Material for this task:
:::

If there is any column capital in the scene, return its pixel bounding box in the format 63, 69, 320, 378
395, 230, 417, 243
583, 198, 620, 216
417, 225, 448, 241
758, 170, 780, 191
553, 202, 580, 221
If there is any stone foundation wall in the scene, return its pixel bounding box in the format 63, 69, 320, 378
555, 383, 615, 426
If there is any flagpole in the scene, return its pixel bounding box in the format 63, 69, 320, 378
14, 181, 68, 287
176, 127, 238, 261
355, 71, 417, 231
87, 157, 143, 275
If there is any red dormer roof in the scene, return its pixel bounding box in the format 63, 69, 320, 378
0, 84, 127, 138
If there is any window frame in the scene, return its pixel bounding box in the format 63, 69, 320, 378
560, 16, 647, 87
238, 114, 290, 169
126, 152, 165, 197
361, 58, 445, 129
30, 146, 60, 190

:::

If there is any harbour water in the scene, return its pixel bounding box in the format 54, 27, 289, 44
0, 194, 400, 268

:::

Resize the data between the lines holding "If there is any column" and "0, 84, 127, 138", inclusive, and give all of those lines again, requests included. Multiply every bounding box coordinate in the answers by 1.9 and round to whole numbers, halves up, leaving the requests and their format samples unchanged.

Answer to the problem:
If there is any column capital in the scene, return its pixel bounding box in the format 63, 69, 320, 378
751, 437, 792, 462
1108, 376, 1178, 410
792, 428, 851, 458
1440, 323, 1482, 363
1051, 384, 1102, 420
If there is any stone foundation wall in the scene, return its pixel bounding box in the format 63, 69, 320, 378
1055, 728, 1169, 809
If there is any flagpole in the scene, return its pixel bounding box in the format 63, 69, 320, 378
27, 344, 129, 545
334, 241, 452, 496
675, 135, 792, 439
165, 298, 272, 523
If there is any red dormer roof in the scene, return its pixel bounding box in the format 63, 69, 320, 378
0, 160, 241, 262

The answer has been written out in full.